● **Prompt 1**: Copy the stretch from "What we learn" through "available data annotations." in the post on repeating microarray analyses, word for word.
● **Prompt 2**: Continue the post on repeating microarray analyses, picking up right after its last sentence.

● **Passage for review**:
--*--

Nature Genetics has recently published this interesting work on repeatability of gene expression analysis. That microarray is a powerful tool used for study a number of biological phenomena is nowadays obvious. As it is that a microarray study should be repeatable, being it an instance of the experimental approach the science is based on. So, those who try to verify the repeatability of such kind of experiments are certainly welcome (sorry for repetitions… 😉 ). Even when one considers only a part of it, as they do, by focusing on the possibility to redo the analysis, starting from the raw data or the processed ones (i.e.: normalised).
What we learn from the paper is, IMHO, that the situation is better than what one would have expected, but there is still quite room to improve.
They started from an initial list of 20 papers, they choose a single conclusion from each of them (i.e.: a single figure or table) and tried to come at the same one, by redoing the analysis reported. An important part of the test is that they purposely didn’t contacted the original authors, rather they tried to get all what they needed from the paper and from the data published in ArrayExpress or GEO, hence exploiting the available data annotations.

--*--

● **Data**:
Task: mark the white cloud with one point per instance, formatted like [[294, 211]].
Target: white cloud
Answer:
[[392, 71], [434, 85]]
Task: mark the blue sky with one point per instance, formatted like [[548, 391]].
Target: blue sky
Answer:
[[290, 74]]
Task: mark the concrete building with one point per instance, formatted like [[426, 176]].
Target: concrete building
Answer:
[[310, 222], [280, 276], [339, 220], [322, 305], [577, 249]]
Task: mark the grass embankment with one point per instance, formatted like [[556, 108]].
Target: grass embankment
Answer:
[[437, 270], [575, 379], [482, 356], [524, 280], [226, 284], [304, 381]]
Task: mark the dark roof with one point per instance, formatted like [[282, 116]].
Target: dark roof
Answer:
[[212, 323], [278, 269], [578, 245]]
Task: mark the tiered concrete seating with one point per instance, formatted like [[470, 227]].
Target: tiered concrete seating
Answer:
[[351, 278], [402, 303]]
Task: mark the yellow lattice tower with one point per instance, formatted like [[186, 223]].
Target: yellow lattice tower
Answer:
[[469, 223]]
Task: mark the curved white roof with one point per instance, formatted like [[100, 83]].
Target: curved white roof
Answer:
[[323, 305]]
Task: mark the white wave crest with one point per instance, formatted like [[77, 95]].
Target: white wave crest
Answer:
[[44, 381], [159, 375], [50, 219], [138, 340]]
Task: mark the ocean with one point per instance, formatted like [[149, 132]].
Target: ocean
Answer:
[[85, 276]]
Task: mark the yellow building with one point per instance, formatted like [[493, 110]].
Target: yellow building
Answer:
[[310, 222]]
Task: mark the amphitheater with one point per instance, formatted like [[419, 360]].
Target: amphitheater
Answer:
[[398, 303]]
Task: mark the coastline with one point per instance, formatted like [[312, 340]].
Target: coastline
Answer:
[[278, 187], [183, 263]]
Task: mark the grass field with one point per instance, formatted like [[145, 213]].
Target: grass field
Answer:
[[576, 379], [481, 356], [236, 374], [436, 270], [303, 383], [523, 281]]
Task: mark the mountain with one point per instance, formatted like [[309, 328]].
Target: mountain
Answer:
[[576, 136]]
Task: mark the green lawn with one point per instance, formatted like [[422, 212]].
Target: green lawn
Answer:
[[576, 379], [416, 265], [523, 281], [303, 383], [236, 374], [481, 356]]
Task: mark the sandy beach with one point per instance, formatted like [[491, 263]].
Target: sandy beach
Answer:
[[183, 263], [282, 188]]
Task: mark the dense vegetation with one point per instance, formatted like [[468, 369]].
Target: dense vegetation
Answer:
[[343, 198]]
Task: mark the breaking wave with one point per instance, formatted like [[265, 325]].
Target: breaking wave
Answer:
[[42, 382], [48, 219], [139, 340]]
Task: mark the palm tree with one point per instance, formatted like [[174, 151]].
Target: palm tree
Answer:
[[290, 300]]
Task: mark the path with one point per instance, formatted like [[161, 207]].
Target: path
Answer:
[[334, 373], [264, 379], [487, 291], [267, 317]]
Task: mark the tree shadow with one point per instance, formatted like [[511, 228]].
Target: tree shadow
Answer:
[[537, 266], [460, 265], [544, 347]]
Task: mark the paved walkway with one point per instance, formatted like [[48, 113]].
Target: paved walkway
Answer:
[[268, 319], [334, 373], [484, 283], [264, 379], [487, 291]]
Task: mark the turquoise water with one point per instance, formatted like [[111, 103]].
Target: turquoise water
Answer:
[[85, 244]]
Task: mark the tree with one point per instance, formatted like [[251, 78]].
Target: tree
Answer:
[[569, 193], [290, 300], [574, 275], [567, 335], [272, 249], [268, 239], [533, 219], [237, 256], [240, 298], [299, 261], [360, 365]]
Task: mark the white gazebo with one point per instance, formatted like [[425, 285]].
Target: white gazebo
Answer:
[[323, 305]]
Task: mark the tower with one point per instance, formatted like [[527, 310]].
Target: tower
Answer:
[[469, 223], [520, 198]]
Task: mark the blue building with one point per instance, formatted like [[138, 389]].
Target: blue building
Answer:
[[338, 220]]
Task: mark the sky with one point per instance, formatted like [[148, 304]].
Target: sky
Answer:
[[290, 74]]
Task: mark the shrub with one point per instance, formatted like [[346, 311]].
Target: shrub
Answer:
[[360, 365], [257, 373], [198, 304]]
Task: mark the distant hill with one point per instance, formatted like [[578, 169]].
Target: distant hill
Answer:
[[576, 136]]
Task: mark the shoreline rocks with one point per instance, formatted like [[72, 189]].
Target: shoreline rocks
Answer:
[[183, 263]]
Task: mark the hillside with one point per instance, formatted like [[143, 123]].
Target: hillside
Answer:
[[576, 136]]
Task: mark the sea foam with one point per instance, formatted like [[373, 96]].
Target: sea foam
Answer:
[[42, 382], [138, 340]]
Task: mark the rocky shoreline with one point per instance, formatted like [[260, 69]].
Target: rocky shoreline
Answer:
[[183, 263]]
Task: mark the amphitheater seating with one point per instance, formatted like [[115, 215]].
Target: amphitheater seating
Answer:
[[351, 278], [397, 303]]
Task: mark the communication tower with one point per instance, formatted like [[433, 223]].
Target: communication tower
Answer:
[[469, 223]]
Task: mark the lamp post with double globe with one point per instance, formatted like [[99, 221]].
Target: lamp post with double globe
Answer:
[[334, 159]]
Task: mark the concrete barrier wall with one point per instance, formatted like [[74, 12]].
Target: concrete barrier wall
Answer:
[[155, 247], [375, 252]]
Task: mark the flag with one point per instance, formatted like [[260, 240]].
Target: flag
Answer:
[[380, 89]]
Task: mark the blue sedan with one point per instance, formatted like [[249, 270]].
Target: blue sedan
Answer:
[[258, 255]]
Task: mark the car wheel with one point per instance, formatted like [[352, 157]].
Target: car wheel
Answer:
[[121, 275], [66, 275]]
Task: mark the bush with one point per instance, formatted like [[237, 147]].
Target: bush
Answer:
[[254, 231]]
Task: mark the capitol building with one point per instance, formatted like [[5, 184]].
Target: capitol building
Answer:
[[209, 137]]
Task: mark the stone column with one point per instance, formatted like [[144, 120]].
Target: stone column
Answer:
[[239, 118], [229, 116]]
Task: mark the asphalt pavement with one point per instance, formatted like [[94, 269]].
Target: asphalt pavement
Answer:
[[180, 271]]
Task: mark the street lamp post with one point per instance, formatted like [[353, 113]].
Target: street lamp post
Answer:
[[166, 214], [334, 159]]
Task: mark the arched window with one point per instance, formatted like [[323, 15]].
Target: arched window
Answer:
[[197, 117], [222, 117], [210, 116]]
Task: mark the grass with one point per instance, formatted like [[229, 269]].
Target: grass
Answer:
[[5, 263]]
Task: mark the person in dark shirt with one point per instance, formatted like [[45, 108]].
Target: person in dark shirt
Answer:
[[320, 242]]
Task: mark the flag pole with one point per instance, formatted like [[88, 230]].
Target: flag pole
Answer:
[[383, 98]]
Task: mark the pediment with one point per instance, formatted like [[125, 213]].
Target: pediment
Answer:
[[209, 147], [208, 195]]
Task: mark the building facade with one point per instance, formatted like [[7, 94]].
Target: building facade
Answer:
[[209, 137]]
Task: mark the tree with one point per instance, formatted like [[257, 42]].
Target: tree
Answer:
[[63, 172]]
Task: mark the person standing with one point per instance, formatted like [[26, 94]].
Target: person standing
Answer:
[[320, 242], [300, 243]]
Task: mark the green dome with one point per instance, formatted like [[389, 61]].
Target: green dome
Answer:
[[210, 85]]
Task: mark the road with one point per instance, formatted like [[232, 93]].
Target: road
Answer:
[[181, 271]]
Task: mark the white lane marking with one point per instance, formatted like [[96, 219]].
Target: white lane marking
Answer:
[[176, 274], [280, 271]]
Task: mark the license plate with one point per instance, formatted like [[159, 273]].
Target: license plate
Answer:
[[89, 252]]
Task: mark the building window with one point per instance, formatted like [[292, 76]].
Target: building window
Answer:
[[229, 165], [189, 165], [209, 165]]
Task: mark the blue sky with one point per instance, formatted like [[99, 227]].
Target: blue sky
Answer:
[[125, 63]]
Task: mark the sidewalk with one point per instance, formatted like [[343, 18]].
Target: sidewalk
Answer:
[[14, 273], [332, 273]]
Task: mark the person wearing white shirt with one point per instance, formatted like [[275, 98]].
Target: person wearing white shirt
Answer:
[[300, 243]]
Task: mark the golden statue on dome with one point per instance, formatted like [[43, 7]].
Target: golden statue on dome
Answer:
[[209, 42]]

--*--

● **Answer box 1**:
What we learn from the paper is, IMHO, that the situation is better than what one would have expected, but there is still quite room to improve.
They started from an initial list of 20 papers, they choose a single conclusion from each of them (i.e.: a single figure or table) and tried to come at the same one, by redoing the analysis reported. An important part of the test is that they purposely didn’t contacted the original authors, rather they tried to get all what they needed from the paper and from the data published in ArrayExpress or GEO, hence exploiting the available data annotations.

● **Answer box 2**:
Result is that 8 out of 20 studies could be reproduced, but only two of them could be redone, as they say, “in principle”. It astonished me to read that the main cause of such a still low reproducibility was not due to the lack of data annotations, or bad analysis descriptions, but ugh! the fact that data were missing!
To me, this mainly means that the compliance with check list standards, such as MIAME (or others listed under MIBBI), although a valuable step forward, is not enough. I hardly get how a paper submission without at least the raw values for expression intensities (or alternatively, the image), is useful to the scientific community. Not to mention other details (the paper’s authors cite software name and version, I would add usage of ontology terms and recognizable links like PMIDS), which are more and more important if we want to do good things with emerging technologies, such as bio-ontologies and Semantic Web.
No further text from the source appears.